◆ Task prompt
Return each line below that contains the word "leather". Case counts.

◆ Supplied material
******
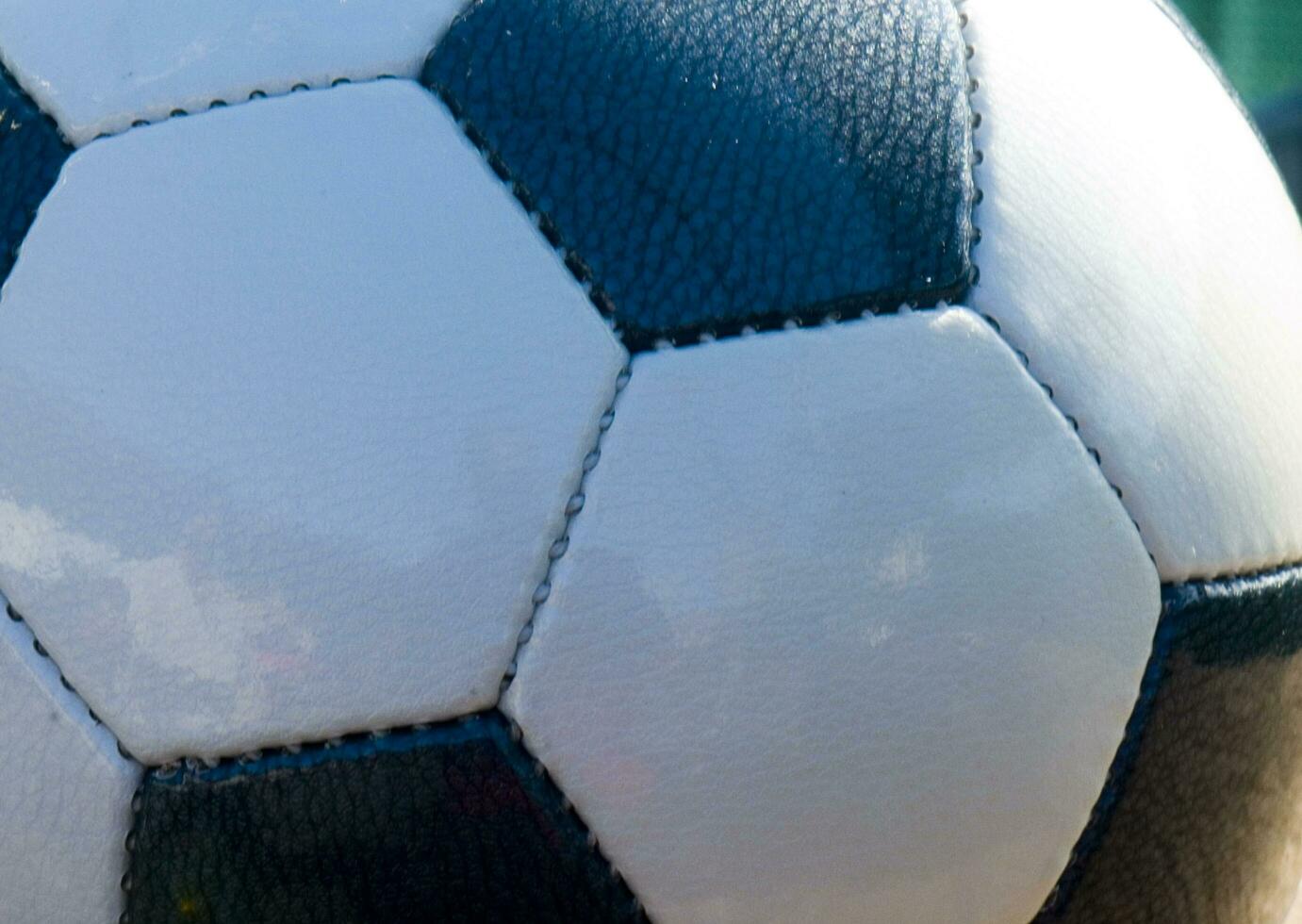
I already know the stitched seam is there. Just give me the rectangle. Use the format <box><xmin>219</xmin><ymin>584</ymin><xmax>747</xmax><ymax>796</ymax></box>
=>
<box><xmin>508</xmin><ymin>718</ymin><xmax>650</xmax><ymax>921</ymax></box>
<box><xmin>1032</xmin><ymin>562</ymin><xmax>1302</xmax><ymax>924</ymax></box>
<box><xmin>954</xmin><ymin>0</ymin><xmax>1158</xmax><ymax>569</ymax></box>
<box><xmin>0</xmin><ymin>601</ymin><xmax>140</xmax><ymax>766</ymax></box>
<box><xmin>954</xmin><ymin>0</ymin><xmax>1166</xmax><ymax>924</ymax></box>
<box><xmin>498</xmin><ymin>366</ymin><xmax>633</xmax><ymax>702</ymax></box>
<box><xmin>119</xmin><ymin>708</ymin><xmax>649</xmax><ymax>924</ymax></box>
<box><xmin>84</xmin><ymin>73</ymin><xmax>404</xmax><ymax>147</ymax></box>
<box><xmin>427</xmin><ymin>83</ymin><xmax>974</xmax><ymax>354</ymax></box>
******
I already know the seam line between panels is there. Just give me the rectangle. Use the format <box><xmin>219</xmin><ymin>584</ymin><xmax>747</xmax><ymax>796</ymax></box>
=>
******
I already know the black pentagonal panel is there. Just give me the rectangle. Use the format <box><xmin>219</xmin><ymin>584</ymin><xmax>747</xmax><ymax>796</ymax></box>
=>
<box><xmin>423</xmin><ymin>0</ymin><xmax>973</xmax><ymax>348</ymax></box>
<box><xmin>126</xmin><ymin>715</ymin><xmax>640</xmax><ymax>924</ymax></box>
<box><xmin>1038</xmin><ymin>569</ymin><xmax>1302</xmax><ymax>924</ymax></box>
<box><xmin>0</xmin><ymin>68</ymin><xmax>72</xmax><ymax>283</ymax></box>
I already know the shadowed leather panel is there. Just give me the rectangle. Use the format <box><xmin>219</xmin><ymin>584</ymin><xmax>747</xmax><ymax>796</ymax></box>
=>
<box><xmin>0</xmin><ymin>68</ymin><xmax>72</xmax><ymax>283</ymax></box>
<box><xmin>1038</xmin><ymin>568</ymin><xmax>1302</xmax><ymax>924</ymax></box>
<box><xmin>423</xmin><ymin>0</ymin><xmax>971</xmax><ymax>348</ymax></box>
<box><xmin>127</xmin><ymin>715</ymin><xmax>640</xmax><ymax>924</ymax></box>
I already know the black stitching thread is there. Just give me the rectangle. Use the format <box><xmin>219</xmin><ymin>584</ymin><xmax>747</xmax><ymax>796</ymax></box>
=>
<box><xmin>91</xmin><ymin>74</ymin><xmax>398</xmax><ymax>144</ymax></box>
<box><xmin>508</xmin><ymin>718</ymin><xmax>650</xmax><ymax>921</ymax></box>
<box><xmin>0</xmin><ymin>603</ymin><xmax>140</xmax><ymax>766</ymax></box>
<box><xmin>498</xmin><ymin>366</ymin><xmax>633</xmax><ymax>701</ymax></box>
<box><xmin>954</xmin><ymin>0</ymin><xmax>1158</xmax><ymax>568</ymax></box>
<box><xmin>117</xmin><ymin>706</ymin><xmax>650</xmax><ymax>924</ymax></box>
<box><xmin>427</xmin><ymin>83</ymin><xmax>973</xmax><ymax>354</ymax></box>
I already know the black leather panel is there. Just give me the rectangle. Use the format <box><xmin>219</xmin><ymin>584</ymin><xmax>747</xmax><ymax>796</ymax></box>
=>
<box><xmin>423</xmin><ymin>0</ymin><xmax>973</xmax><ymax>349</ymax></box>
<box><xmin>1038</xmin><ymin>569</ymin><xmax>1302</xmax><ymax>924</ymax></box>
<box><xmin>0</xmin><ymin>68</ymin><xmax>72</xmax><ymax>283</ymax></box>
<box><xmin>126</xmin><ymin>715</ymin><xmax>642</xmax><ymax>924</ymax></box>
******
◆ Response
I already know the shadowed leather panel is there. Just give me the rectangle. Use the format <box><xmin>219</xmin><ymin>584</ymin><xmax>747</xmax><ymax>796</ymax></box>
I already know the black leather panel is there. Just give me the rectangle. Use the format <box><xmin>219</xmin><ymin>584</ymin><xmax>747</xmax><ymax>796</ymax></box>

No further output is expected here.